---------- Data for analysis

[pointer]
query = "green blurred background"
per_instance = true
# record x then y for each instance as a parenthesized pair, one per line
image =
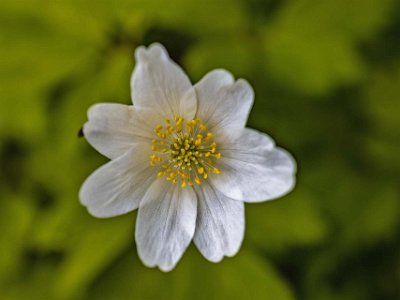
(326, 75)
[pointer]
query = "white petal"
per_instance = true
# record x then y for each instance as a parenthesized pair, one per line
(160, 84)
(165, 224)
(112, 129)
(223, 104)
(220, 224)
(118, 186)
(252, 170)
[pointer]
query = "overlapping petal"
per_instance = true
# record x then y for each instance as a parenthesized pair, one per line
(165, 224)
(253, 170)
(224, 104)
(220, 224)
(118, 186)
(158, 83)
(113, 129)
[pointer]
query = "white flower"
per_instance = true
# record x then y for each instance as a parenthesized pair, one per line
(183, 157)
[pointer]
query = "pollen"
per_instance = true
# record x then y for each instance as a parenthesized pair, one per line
(184, 152)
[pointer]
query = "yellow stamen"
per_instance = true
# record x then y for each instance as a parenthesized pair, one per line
(184, 152)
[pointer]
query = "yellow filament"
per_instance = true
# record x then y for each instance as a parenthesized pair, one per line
(184, 152)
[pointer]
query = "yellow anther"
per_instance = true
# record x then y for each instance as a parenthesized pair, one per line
(185, 147)
(197, 180)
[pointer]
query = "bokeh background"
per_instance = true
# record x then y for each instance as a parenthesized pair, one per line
(326, 75)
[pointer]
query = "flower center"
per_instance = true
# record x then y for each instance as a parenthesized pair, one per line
(185, 151)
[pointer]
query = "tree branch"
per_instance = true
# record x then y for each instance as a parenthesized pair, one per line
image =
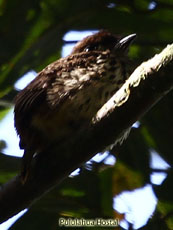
(145, 87)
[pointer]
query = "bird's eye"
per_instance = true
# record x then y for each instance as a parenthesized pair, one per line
(90, 48)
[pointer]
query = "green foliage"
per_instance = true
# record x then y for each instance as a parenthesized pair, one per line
(31, 37)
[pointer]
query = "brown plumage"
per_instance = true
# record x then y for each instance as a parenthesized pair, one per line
(68, 93)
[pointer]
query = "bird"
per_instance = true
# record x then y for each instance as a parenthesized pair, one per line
(66, 94)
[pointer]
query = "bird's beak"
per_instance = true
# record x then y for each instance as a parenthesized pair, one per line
(125, 42)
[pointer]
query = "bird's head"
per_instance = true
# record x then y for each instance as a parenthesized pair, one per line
(102, 41)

--------------------

Assignment:
The required answer is each line of the data in which the word "flower" appears.

The answer:
query = "white flower"
query = "flower center"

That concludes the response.